Niradhara Lynne Marie is an accomplished outsider artist with a distinctive, innovative visual voice. She was an invitational artist at Kashya Hildebrand Gallery in Chelsea, New York City for the month of June 2006 in a group exhibit to raise consciousness of violence against women and raise funds and awareness for V-Day. An advocate of art in woman's prisons, her work in prison ministry grew over 5 years, producing and facilitating art programs to revive the creative spirit. She is currently seeking grants and funding to continue this work in the boroughs of New York City.
Her work continues a creative process invoking atonement (covering and mending). It is the transcendent languag
e of a woman's work through the power of her hands. The work itself is prayer... as spoken word manifests its truth through mantra or affirmation, so it is with any sound, visual witness, movement, or task drawn out of the body.

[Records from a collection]
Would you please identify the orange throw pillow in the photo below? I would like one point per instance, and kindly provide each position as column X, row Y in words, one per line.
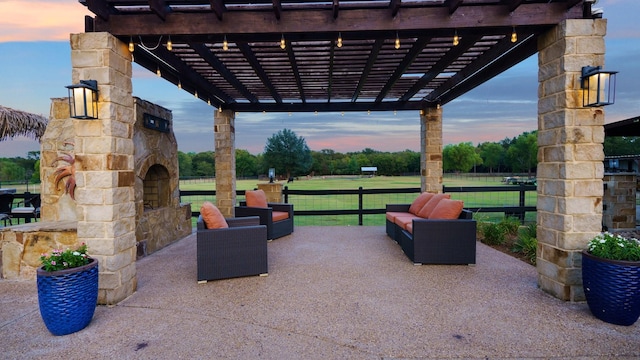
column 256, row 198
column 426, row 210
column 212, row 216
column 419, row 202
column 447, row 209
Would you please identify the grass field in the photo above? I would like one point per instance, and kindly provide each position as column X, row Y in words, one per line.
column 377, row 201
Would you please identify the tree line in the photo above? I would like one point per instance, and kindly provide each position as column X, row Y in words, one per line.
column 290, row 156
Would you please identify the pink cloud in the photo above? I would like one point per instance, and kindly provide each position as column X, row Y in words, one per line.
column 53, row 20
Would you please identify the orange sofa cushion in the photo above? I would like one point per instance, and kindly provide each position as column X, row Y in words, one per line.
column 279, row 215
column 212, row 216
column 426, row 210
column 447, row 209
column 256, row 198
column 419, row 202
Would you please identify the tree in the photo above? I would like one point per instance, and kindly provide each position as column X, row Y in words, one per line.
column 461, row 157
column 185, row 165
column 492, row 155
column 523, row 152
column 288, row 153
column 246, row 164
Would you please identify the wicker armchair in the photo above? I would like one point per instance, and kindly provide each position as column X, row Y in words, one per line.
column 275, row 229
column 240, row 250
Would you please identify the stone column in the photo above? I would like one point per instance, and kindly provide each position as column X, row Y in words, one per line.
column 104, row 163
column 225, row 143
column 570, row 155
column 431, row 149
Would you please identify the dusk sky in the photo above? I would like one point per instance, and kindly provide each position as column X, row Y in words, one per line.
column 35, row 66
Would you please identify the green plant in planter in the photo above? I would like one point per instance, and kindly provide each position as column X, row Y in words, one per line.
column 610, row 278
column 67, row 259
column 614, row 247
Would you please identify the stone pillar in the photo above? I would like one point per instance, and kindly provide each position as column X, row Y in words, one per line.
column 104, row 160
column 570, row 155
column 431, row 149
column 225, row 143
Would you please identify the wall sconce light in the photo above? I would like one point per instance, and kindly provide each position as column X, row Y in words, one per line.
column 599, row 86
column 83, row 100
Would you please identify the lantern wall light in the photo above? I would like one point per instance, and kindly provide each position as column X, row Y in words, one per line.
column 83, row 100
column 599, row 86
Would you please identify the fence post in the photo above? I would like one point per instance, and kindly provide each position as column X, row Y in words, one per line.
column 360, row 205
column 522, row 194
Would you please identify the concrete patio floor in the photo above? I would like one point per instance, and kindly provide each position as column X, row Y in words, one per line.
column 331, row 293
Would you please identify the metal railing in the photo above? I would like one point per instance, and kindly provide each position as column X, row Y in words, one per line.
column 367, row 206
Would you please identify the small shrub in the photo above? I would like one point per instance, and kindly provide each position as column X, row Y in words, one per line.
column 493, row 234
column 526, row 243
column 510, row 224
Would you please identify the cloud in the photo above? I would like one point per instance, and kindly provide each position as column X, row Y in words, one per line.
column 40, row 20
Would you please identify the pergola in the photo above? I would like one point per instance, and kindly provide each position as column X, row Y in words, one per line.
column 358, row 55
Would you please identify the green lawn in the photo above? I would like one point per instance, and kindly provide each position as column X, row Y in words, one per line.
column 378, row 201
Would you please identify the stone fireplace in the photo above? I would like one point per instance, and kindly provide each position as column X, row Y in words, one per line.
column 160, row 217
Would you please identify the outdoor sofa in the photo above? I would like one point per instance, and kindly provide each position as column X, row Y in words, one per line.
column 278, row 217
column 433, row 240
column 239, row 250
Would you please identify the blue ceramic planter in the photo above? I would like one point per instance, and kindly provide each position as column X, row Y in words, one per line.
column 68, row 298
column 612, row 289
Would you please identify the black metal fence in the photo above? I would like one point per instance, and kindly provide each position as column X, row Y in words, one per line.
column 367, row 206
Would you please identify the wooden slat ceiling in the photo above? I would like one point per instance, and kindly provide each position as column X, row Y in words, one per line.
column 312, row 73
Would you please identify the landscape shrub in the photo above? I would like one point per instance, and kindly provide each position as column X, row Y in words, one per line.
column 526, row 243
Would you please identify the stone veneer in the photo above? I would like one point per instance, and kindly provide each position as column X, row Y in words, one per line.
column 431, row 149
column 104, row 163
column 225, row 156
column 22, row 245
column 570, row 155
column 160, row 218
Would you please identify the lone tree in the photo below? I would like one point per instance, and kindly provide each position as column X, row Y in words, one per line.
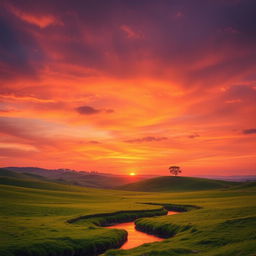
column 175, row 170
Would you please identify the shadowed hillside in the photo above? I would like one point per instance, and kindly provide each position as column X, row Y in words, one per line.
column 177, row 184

[WHAT TO DO]
1) Rewrite the artist profile starting at "Her work continues" and ending at "of the body.", replacing "prayer" with "meditation".
2) Translate this sentence from the artist profile into Spanish: "She is currently seeking grants and funding to continue this work in the boroughs of New York City."

[LIST OF SOLUTIONS]
1)
Her work continues a creative process invoking atonement (covering and mending). It is the transcendent languag
e of a woman's work through the power of her hands. The work itself is meditation... as spoken word manifests its truth through mantra or affirmation, so it is with any sound, visual witness, movement, or task drawn out of the body.

2) Actualmente busca subvenciones y financiación para continuar este trabajo en los distritos de la ciudad de Nueva York.